Task item
What lines in the listing include "road"? Return a copy of each.

Supplied material
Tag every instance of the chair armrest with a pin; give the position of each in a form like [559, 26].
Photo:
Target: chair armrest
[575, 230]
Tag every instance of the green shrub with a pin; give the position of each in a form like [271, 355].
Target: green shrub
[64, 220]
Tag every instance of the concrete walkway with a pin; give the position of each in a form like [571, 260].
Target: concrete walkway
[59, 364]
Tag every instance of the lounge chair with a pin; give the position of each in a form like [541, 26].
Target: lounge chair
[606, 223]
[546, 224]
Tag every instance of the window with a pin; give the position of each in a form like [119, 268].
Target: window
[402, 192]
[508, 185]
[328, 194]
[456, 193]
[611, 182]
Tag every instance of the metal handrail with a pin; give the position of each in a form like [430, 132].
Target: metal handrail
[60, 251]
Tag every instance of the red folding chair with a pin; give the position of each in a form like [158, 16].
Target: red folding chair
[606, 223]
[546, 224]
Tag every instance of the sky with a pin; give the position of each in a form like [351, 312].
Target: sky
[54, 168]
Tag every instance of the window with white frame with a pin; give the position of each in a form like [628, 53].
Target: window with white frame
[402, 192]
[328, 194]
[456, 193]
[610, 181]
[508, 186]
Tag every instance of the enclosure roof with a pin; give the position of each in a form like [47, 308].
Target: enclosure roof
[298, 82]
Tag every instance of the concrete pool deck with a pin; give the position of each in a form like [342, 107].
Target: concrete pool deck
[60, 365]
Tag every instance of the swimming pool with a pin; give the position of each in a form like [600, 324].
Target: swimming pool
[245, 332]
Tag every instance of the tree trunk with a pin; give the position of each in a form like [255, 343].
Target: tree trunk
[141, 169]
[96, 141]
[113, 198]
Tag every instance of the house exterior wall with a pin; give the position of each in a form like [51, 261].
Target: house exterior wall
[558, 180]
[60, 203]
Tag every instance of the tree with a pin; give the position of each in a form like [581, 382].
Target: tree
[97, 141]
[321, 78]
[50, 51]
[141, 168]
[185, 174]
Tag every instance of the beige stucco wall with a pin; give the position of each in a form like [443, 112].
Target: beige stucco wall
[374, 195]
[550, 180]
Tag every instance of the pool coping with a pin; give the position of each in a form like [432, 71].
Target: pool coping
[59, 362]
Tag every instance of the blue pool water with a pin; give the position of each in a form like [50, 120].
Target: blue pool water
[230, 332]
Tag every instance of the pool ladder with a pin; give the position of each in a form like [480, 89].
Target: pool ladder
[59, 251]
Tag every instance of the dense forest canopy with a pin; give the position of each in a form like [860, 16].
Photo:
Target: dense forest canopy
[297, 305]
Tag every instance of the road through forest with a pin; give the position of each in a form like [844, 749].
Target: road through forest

Response to the task
Tag every instance of the road through forest with a pin; give the position of each in a form like [844, 749].
Target: road through forest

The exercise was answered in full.